Yapılacaklar:
(1) "Kimse İçin Ağlama" başlıklı yazıda "Geçenlerde bir takipçimden" ile "fazla acı verebiliyor." arasındaki kısmı, bu ifadeler de dahil olmak üzere, aynen yazdır.
(2) "Kimse İçin Ağlama" başlıklı yazıya göre yazar, bu aralar yaşadıklarından esinlenerek neye başlamıştır?
(3) "Kimse İçin Ağlama" başlıklı yazıyı kaldığı yerden sürdür.

7 May 2016

Kimse İçin Ağlama Önemli Olan Sensin Bunu Asla Unutma

Merhaba

Normalde güçlü bir insanımdır. Kolayca korkuya kapılmam. Çünkü korkuların bizi ele geçirebileceğine ve yaşam enerjimizi emeceğine inanırım. Hayatım boyunca düştüğüm anlarda oldu elimde olan yada olmayan sebeplerden dolayı. Hatta tüm yaşama sevincimin yok olduğuna şahit olanlarda olmuştur. Beni elimden tutup bilerek yada bilmeyerek ayağa kaldıran dostlarım da.  Ne olursa olsun bir şekilde toparlandım.

Geçenlerde bir takipçimden bir mesaj aldım. Logomda yer alan "Kimse için ağlama önemli olan sensin bunu unutma" sözünün hayatımda önemli bir yeri olduğunu düşündüğünü ve neler olduğunu merak ettiğini söylüyordu. Evet bu bana ait bir cümle, evet bu sözün benim için anlamı büyük. Çünkü yaşanan bazı şeyler şunu gösteriyor ki, ne kadar çok destek olan kişi olursa olsun hayatında, hep bir yerlerde yalnızsın özünde. Herkesin kendine ait bir yaşamı ve tercihleri var. Sizin için, sizin kadar üzülebilecek kimse olmaz hayatta. Ve bizler bazen, öyle beklentiler içine giriyoruz ki insanlar ile ilgili o beklenti bir anda içinde bulunduğunuz üzücü durumdan daha fazla acı verebiliyor.

Benim hayatımda da tabi ki bazı olaylar oldu, hatta bir çok insan bana benzer bir şeyler yaşadı yani abartacak çok şey yok aslında :) Herkesin yaşadığı kendine göre büyük. Ve bence yaradan gerçekten de taşıyabileceğinden daha büyük yük vermiyor kimseye. İnsan doğası gereği öyle şeylere alışıyor ki, sonra kendisi de buna şaşıyor. Bu aralar yaşadıklarımdan esinlendiğim bir kitap yazmaya bile başladım. Bilmiyorum sonunu getirebilecek miyim?

İnsan bazen yalnız kalıyor ve ne yapacağını bilemiyor. O zamanlarda sanırım dönüp içine bakması gerekiyor. Ne istediğine, onu neyin iyileştirebileceğine doğru cevabı sadece kendisi verebiliyor. Mesela hayatımda böyle bir dönem olmuştu. Ne hissettiğimi bilmediğim, içine girdiğim boşluğun istediğim bir şey mi olduğunu yoksa beni çok mu üzdüğünü anlayamadığım günler. Başıma gelen şeyin haksızlık olduğunu düşünüyordum, bu kadarını hak etmediğime inanıyordum.

Alıntılanan Veriler:
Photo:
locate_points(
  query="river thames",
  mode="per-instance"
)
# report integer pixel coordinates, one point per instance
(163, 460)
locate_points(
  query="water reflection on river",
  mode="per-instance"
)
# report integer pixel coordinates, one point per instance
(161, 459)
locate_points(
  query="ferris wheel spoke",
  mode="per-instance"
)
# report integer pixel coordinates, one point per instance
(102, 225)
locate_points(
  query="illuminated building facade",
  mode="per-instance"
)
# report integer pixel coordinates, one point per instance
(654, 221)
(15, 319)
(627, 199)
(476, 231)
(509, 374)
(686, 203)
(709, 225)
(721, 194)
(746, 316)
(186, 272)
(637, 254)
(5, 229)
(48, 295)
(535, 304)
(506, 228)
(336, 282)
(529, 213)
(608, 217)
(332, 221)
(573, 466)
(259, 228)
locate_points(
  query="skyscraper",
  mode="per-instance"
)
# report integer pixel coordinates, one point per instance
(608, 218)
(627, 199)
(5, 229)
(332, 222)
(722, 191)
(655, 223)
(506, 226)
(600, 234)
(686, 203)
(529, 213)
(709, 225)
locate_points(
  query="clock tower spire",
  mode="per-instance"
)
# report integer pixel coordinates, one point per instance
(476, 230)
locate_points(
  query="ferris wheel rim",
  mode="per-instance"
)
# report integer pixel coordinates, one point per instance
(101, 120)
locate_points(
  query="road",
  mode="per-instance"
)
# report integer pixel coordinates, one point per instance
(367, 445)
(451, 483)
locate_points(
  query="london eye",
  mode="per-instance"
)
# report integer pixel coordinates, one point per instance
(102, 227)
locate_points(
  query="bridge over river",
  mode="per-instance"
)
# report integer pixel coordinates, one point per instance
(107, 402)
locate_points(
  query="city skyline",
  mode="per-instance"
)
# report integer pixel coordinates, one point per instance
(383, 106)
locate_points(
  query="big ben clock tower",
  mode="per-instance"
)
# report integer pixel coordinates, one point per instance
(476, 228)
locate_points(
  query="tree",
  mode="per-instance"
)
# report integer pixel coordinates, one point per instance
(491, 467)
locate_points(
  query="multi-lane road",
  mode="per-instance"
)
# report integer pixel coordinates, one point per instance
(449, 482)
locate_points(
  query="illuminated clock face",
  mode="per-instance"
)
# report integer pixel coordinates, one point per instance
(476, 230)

Görev Çıktıları:
(1)
Geçenlerde bir takipçimden bir mesaj aldım. Logomda yer alan "Kimse için ağlama önemli olan sensin bunu unutma" sözünün hayatımda önemli bir yeri olduğunu düşündüğünü ve neler olduğunu merak ettiğini söylüyordu. Evet bu bana ait bir cümle, evet bu sözün benim için anlamı büyük. Çünkü yaşanan bazı şeyler şunu gösteriyor ki, ne kadar çok destek olan kişi olursa olsun hayatında, hep bir yerlerde yalnızsın özünde. Herkesin kendine ait bir yaşamı ve tercihleri var. Sizin için, sizin kadar üzülebilecek kimse olmaz hayatta. Ve bizler bazen, öyle beklentiler içine giriyoruz ki insanlar ile ilgili o beklenti bir anda içinde bulunduğunuz üzücü durumdan daha fazla acı verebiliyor.

(2) Bir kitap yazmaya başlamıştır.

(3)
Ve günlerim anlamsız bir şekilde durmadan kendimi, ne istediğimi düşünerek geçiyordu.  Kimseyle detayları paylaşmıyordum da. İçimden geçenleri ne kendime ne de bir başkasına anlatmıyordum. Sonra bir gün bir arkadaşım, neden hayal kurmayı bıraktığımı sordu. O sorunun cevabını bile uzun süre düşündüm. O dönemlerin başında hiç kesilmeyen mide bulantılarım vardı. Bir çok doktora gittim. En son emar çektirmeye kadar gitti kesilmeyen bulantılarım. Emardan sonra doktor ile görüşmemde öyle bir şey oldu ki, bir anda kendimi içimdeki şeyleri ona anlatırken buldum :) Sanırım 10 dakika hiç durmadan konuşmuşumdur. Şaşırmıştır herhalde doktor da halime ama bir şey de diyemedi. Uzmanlık alanı olmadığı halde beni hiç sözümü kesmeden dinledi :) Oradan çıkıp taksiye bindiğimde, inanır mısınız mide bulantım kesilmişti. Bir daha da bulanmadı.

O gün dedim işte, logodaki sözü kendime. "Hiç bir şey için ağlama, önemli olan sensin bunu asla unutma"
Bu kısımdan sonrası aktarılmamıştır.